Required work:
Once you have read the data below, write it all out exactly.

Supplied data:
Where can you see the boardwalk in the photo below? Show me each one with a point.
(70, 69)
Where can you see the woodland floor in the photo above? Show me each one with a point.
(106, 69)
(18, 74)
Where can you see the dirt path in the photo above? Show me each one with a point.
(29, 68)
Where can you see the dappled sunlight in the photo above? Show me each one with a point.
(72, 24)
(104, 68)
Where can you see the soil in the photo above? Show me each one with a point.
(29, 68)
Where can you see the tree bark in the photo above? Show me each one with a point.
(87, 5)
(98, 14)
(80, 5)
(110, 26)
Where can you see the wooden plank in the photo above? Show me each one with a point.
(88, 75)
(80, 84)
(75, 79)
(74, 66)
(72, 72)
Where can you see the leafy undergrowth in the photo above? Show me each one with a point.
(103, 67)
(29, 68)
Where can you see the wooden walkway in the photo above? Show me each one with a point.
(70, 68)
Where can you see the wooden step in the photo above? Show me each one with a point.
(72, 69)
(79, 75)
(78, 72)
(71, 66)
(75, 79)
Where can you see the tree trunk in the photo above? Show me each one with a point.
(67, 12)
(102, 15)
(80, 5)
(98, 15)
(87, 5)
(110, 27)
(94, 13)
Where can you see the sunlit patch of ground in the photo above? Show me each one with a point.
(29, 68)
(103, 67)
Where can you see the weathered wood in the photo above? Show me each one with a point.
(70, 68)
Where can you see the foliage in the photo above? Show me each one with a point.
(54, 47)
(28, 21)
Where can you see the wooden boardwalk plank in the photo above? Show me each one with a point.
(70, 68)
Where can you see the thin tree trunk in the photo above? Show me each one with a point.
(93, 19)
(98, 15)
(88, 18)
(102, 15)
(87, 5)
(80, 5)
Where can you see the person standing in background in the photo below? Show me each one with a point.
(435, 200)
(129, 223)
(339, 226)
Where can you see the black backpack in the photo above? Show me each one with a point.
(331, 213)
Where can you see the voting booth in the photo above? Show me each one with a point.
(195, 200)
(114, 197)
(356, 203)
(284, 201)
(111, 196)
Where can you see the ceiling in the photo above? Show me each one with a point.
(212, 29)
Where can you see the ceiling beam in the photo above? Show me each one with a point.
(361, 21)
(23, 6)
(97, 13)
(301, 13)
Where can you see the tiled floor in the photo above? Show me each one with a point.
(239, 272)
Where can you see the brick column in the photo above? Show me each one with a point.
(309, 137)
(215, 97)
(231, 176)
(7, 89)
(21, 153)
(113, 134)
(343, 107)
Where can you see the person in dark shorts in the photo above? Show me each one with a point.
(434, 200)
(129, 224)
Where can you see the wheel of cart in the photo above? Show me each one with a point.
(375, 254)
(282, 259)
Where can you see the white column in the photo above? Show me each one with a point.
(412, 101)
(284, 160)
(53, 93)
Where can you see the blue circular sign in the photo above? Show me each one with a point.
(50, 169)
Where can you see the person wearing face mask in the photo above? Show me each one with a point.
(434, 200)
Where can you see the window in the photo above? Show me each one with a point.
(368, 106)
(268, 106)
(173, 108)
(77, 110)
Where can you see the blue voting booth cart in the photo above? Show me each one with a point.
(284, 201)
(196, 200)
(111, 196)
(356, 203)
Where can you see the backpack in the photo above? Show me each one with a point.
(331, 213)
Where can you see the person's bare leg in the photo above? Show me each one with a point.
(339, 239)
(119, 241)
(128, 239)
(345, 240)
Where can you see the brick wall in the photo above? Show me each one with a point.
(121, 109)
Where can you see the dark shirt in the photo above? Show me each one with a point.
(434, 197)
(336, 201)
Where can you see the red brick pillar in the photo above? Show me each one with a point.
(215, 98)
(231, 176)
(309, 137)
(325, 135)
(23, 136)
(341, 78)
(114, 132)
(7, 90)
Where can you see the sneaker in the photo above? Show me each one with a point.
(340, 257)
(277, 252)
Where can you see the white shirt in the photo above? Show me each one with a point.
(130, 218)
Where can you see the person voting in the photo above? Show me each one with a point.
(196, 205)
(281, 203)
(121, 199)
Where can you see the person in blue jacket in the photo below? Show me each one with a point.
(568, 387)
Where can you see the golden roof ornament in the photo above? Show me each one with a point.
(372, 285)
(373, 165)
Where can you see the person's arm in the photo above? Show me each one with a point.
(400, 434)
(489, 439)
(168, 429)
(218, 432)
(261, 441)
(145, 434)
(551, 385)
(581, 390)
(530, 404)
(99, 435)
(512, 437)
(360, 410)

Response:
Where can you see the boardwalk in the photo below? Show me each one with a point.
(70, 69)
Where can you see the woodland floor in the photo above? Show me each one with a point.
(106, 69)
(18, 74)
Where can you see the dirt path in the photo above? Show me each one with a point.
(29, 68)
Where can you see the dappled sunlight in the photo above? Show me each one with a point.
(72, 24)
(104, 68)
Where can you see the soil in the photo above? Show me each one with a point.
(29, 68)
Where can you see the tree bark in the photo above? Show me each one with a point.
(87, 5)
(98, 14)
(80, 5)
(110, 26)
Where can you see the wooden plank in the photo above? Show me each one with a point.
(88, 75)
(80, 84)
(75, 79)
(74, 66)
(72, 72)
Where can you see the leafy undergrowth in the photo above? Show me each one with a point.
(103, 67)
(29, 68)
Where can you see the wooden walkway in the photo above? Show me each one with a point.
(70, 68)
Where can you see the wooden step in the photo above? Show me each one with a point.
(72, 69)
(79, 75)
(78, 72)
(71, 66)
(75, 79)
Where can you see the tree trunk in the photo above? Show me each one with a point.
(67, 12)
(102, 15)
(80, 5)
(98, 15)
(87, 5)
(110, 27)
(94, 13)
Where can you see the sunlit patch of ground in the photo above? Show me each one with a point.
(29, 68)
(103, 67)
Where can you see the weathered wood in the photo above? Show me each one with a point.
(70, 68)
Where can you see the foliage in the photo above? Show me each one with a point.
(54, 47)
(28, 21)
Where can you see the wooden boardwalk plank in the photo above? Show me each one with a point.
(70, 68)
Where can you see the thin tree trunk in the photo above? Show me each one with a point.
(93, 19)
(98, 15)
(88, 18)
(102, 15)
(87, 5)
(80, 5)
Where can you see the person standing in background in the photo below? Show me each one with a point.
(435, 200)
(129, 223)
(339, 226)
Where can you see the black backpack in the photo above? Show me each one with a point.
(331, 213)
Where can you see the voting booth in the photo above? Show me each one with a point.
(195, 200)
(114, 197)
(356, 203)
(284, 201)
(111, 196)
Where can you see the ceiling in the photo above? Show me each one with a point.
(212, 29)
Where can you see the ceiling beam in the photo above? Show me each one with a point.
(361, 21)
(23, 6)
(97, 13)
(301, 13)
Where can you see the tiled floor in the photo above? Show me each one with a point.
(239, 272)
Where can you see the brick column in the photo above? Show me each one with a point.
(309, 137)
(215, 97)
(231, 176)
(7, 89)
(21, 153)
(113, 134)
(343, 107)
Where can you see the person in dark shorts in the photo above? Show me each one with a point.
(434, 200)
(129, 224)
Where can you see the wheel of cart in the photo above? Show me each one with a point.
(375, 254)
(282, 259)
Where can you see the white column in the photo above? Show me each one with a point.
(412, 101)
(284, 160)
(53, 93)
Where can you see the blue circular sign in the photo above? Show me each one with a point.
(50, 169)
Where can you see the person wearing face mask in the photo above? Show me each one with a point.
(434, 200)
Where can you see the window in the photo above? Show me each one with a point.
(368, 106)
(268, 106)
(173, 108)
(77, 110)
Where can you see the blue voting booth cart in the photo above? Show me each one with a point.
(284, 201)
(196, 200)
(111, 196)
(356, 203)
Where can you see the backpack in the photo above? Show me each one with a point.
(331, 213)
Where can you see the person's bare leg in the photo above? Show me each one with a point.
(339, 239)
(119, 241)
(128, 239)
(345, 240)
Where can you see the brick wall in the photo above? Show me each one with a point.
(121, 109)
Where can you see the dark shirt in the photo above? Show me each one with a point.
(434, 197)
(336, 201)
Where can you see the red brick pillar in the photo above? Show me each one with a point.
(215, 98)
(231, 176)
(309, 137)
(325, 135)
(23, 136)
(341, 78)
(114, 132)
(7, 90)
Where can you see the sneaker in the photo above? Show me each one with a point.
(340, 257)
(277, 252)
Where can you see the white shirt in the photo above? Show me each one with a point.
(130, 218)
Where can you see the person voting in the photo above? Show me each one with a point.
(196, 205)
(281, 203)
(121, 199)
Where can you see the person in blue jacket in the photo below? Show me each one with a point.
(568, 387)
Where can you see the golden roof ornament in the photo above? Show me each one with a point.
(372, 285)
(373, 165)
Where can you see the person's arm in the photo above? Show me each one with a point.
(400, 434)
(489, 439)
(168, 429)
(218, 432)
(261, 441)
(145, 434)
(551, 385)
(581, 390)
(530, 404)
(99, 435)
(512, 437)
(360, 410)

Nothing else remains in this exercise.